* _Task prompt_
Update the items by changing "pixel coordinates" to "image coordinates" everywhere it occurs, and leave all other text as it is.

* _Provided data_
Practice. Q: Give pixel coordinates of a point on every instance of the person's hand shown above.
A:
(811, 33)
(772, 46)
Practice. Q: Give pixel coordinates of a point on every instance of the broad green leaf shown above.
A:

* _Result for this exercise_
Practice. Q: Give image coordinates of a point on every instance of the person's hand shown above.
A:
(811, 33)
(772, 46)
Practice. Q: Give image coordinates of a point on every instance of the broad green leaf shown above.
A:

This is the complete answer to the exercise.